• _WHAT IS EXPECTED_
Word for word, repeat the data that follows. Do not include the pictures.

[Items listed in a dataset]
▼
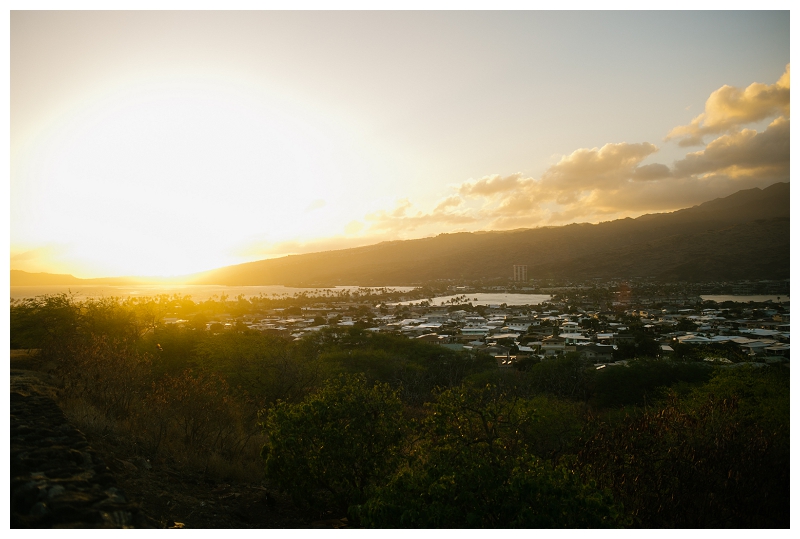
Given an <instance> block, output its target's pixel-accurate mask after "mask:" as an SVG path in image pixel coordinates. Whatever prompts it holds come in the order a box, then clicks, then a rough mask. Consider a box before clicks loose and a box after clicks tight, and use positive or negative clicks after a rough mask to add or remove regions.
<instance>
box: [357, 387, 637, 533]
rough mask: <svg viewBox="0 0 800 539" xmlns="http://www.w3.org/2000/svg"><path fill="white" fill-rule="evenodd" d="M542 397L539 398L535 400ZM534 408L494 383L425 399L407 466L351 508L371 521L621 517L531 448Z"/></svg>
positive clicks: (557, 524)
mask: <svg viewBox="0 0 800 539" xmlns="http://www.w3.org/2000/svg"><path fill="white" fill-rule="evenodd" d="M540 404H541V403H540ZM540 413H546V412H541V411H537V410H536V409H535V408H533V407H531V403H530V402H529V401H525V400H519V399H514V398H508V397H506V396H505V395H503V394H502V393H499V392H497V391H496V389H495V388H493V387H487V388H484V389H482V390H468V389H465V388H457V389H454V390H449V391H446V392H444V393H442V394H441V395H440V396H439V398H438V399H437V401H436V403H435V404H433V405H432V406H431V414H430V416H429V418H428V419H427V420H426V421H425V424H424V427H423V433H422V441H421V442H420V444H419V447H418V448H417V451H416V453H415V456H416V458H415V459H414V460H413V461H412V463H411V465H410V467H409V468H407V469H405V470H403V471H402V472H401V473H399V474H398V475H397V476H396V477H395V478H394V480H393V481H392V482H391V483H390V484H388V485H387V486H385V487H380V486H379V487H377V488H375V489H373V491H372V493H371V496H370V499H369V500H367V501H366V503H364V504H363V505H361V506H360V507H358V508H356V511H354V512H355V513H356V514H357V516H358V517H359V518H360V519H361V522H362V523H363V524H364V525H367V526H370V527H380V528H384V527H413V528H465V527H466V528H509V527H512V528H577V527H591V528H597V527H610V526H616V525H619V524H621V523H622V522H621V521H620V520H619V508H618V507H617V506H615V505H614V503H613V500H612V499H611V498H610V496H608V495H607V494H604V493H602V492H600V491H598V490H597V489H595V488H593V487H592V486H591V485H588V484H584V483H582V482H581V480H580V478H579V477H578V476H577V475H576V474H573V473H570V472H569V471H567V470H566V469H564V468H554V467H553V466H551V465H550V464H549V463H546V462H544V461H542V460H540V459H538V458H536V457H534V456H531V455H530V454H529V451H530V447H529V444H528V442H527V440H526V438H528V437H529V436H530V435H531V434H533V432H532V431H531V428H532V427H531V425H532V424H533V423H535V422H533V421H532V419H534V417H535V416H536V415H538V414H540Z"/></svg>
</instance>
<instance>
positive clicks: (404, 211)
mask: <svg viewBox="0 0 800 539" xmlns="http://www.w3.org/2000/svg"><path fill="white" fill-rule="evenodd" d="M789 36H790V32H789V12H788V11H738V12H724V11H691V12H664V11H657V12H656V11H651V12H624V11H621V12H620V11H603V12H586V11H568V12H542V11H519V12H509V11H503V12H493V11H466V12H456V11H436V12H426V11H405V12H396V11H387V12H353V11H339V12H321V11H303V12H276V11H256V12H242V11H236V12H226V11H206V12H191V11H103V12H101V11H71V12H58V11H12V12H11V16H10V217H11V219H10V267H11V269H20V270H25V271H33V272H51V273H71V274H73V275H75V276H77V277H84V278H90V277H103V276H122V275H141V276H144V275H149V276H172V275H184V274H190V273H194V272H199V271H204V270H208V269H213V268H217V267H221V266H225V265H230V264H237V263H242V262H248V261H253V260H260V259H265V258H273V257H276V256H284V255H286V254H294V253H305V252H315V251H323V250H330V249H342V248H347V247H355V246H359V245H368V244H373V243H377V242H380V241H387V240H397V239H412V238H419V237H427V236H433V235H437V234H440V233H451V232H458V231H478V230H508V229H515V228H532V227H539V226H554V225H563V224H568V223H572V222H589V223H597V222H601V221H608V220H612V219H617V218H622V217H636V216H639V215H642V214H645V213H654V212H665V211H674V210H677V209H680V208H684V207H690V206H693V205H696V204H700V203H702V202H705V201H707V200H712V199H714V198H718V197H724V196H728V195H730V194H732V193H734V192H736V191H739V190H741V189H750V188H753V187H759V188H763V187H766V186H768V185H771V184H773V183H775V182H781V181H784V182H786V181H789V154H790V151H789V118H790V115H789V86H790V85H789V73H790V66H789V54H790V45H789V41H790V40H789Z"/></svg>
▲
• _YOUR RESPONSE_
Given an <instance> block, output its target's pixel-accurate mask after "mask:" as an SVG path in image pixel coordinates. Whatever prompts it holds come in the order a box, then clicks, then a rough mask. Consider a box before clicks loose and a box after clicks tight, and use positive or negative clicks after a rough mask to add or remove regions.
<instance>
box: [357, 387, 637, 533]
rough mask: <svg viewBox="0 0 800 539" xmlns="http://www.w3.org/2000/svg"><path fill="white" fill-rule="evenodd" d="M542 397L539 398L535 400ZM534 408L494 383L425 399L407 466L351 508L371 521L621 517L531 448Z"/></svg>
positive clicks: (557, 524)
mask: <svg viewBox="0 0 800 539" xmlns="http://www.w3.org/2000/svg"><path fill="white" fill-rule="evenodd" d="M540 404H541V403H540ZM540 413H546V412H541V411H537V410H536V409H535V408H533V407H531V403H530V402H529V401H525V400H519V399H514V398H508V397H506V396H505V395H503V394H502V393H499V392H497V391H496V389H495V388H493V387H487V388H484V389H482V390H468V389H465V388H457V389H454V390H449V391H446V392H444V393H442V394H441V395H440V396H439V398H438V399H437V401H436V403H435V404H433V405H432V406H431V414H430V416H429V418H428V419H427V420H426V421H425V424H424V427H423V433H422V441H421V442H420V444H419V447H418V448H417V451H416V453H415V456H416V458H415V459H414V460H413V461H412V463H411V465H410V467H409V468H407V469H405V470H403V471H402V472H401V473H399V474H398V475H397V476H396V477H395V478H394V480H393V481H392V482H391V483H390V484H388V485H387V486H385V487H380V486H379V487H377V488H375V489H373V491H372V493H371V496H370V499H369V500H367V501H366V503H364V504H363V505H361V506H360V507H358V508H356V511H354V512H355V513H356V514H357V516H358V517H359V518H360V519H361V522H362V523H363V524H364V525H367V526H370V527H380V528H384V527H413V528H465V527H466V528H509V527H512V528H577V527H591V528H597V527H610V526H616V525H619V524H621V523H622V522H621V521H620V520H619V508H618V507H617V506H615V505H614V503H613V500H612V499H611V498H610V496H608V495H607V494H604V493H602V492H600V491H598V490H597V489H595V488H593V487H592V486H591V485H588V484H584V483H582V482H581V480H580V478H579V477H578V476H577V475H576V474H573V473H570V472H569V471H567V470H566V469H564V468H554V467H553V466H551V465H550V464H549V463H546V462H544V461H542V460H540V459H538V458H536V457H534V456H531V455H530V454H529V451H530V447H529V444H528V442H527V440H526V438H528V437H529V436H530V435H531V434H533V432H532V431H531V428H532V427H531V425H532V424H533V423H535V422H533V421H532V419H534V417H535V416H536V415H538V414H540Z"/></svg>
</instance>
<instance>
positive clicks: (404, 211)
mask: <svg viewBox="0 0 800 539" xmlns="http://www.w3.org/2000/svg"><path fill="white" fill-rule="evenodd" d="M789 36H790V32H789V12H788V11H738V12H724V11H691V12H664V11H657V12H656V11H651V12H624V11H621V12H620V11H603V12H586V11H568V12H542V11H519V12H509V11H503V12H493V11H466V12H456V11H436V12H426V11H405V12H396V11H387V12H353V11H339V12H321V11H303V12H276V11H256V12H242V11H236V12H226V11H206V12H191V11H103V12H101V11H71V12H58V11H12V12H11V16H10V217H11V219H10V267H11V269H20V270H25V271H33V272H51V273H71V274H73V275H75V276H77V277H84V278H90V277H103V276H122V275H141V276H144V275H149V276H172V275H184V274H190V273H194V272H199V271H204V270H208V269H213V268H217V267H221V266H225V265H230V264H237V263H242V262H248V261H253V260H260V259H265V258H273V257H276V256H284V255H286V254H294V253H305V252H315V251H323V250H330V249H342V248H347V247H355V246H359V245H368V244H373V243H377V242H380V241H387V240H397V239H412V238H419V237H427V236H433V235H437V234H440V233H451V232H458V231H478V230H508V229H515V228H532V227H539V226H554V225H563V224H568V223H572V222H589V223H597V222H601V221H608V220H612V219H617V218H622V217H636V216H639V215H642V214H645V213H654V212H665V211H674V210H677V209H680V208H684V207H690V206H693V205H696V204H700V203H702V202H705V201H707V200H712V199H714V198H718V197H724V196H728V195H730V194H732V193H734V192H736V191H739V190H741V189H750V188H753V187H759V188H763V187H766V186H768V185H771V184H773V183H775V182H781V181H784V182H786V181H789V154H790V151H789V118H790V115H789V86H790V85H789V73H790V66H789V54H790V45H789V41H790V40H789Z"/></svg>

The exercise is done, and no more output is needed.